* [WHAT TO PRODUCE]
Every line containing the string "house" should be returned from the records.
____ EXTRACTED DATA
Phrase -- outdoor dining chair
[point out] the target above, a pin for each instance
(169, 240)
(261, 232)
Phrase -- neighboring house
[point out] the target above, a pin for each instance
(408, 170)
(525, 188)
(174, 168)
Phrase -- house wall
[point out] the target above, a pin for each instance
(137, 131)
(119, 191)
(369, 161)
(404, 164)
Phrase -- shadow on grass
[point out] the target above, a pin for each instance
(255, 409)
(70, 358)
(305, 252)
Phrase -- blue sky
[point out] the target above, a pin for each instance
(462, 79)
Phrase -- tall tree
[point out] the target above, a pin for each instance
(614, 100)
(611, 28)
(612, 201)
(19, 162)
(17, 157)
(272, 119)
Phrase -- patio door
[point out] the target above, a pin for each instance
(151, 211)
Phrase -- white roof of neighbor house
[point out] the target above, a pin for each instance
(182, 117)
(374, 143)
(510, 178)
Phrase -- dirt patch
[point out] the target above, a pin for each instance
________
____ EXTRACTED DATA
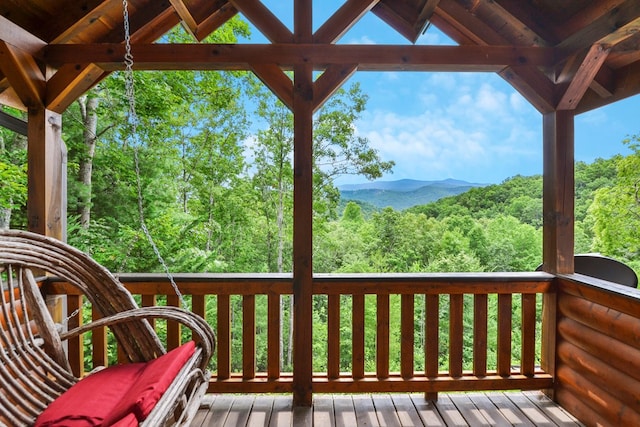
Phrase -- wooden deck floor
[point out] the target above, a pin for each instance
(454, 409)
________
____ EXTRACTED DATA
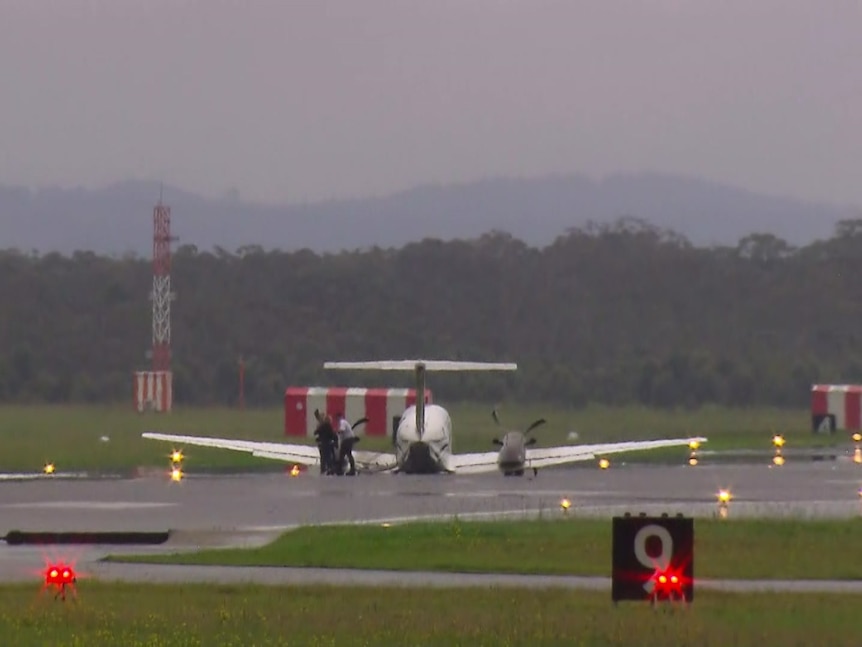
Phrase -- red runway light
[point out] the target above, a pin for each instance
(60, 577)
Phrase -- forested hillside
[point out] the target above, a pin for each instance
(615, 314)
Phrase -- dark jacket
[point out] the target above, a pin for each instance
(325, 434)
________
* [ANSWER SECTION]
Phrase -- neighboring house
Phrase -- house wall
Phrase -- white roof of neighbor house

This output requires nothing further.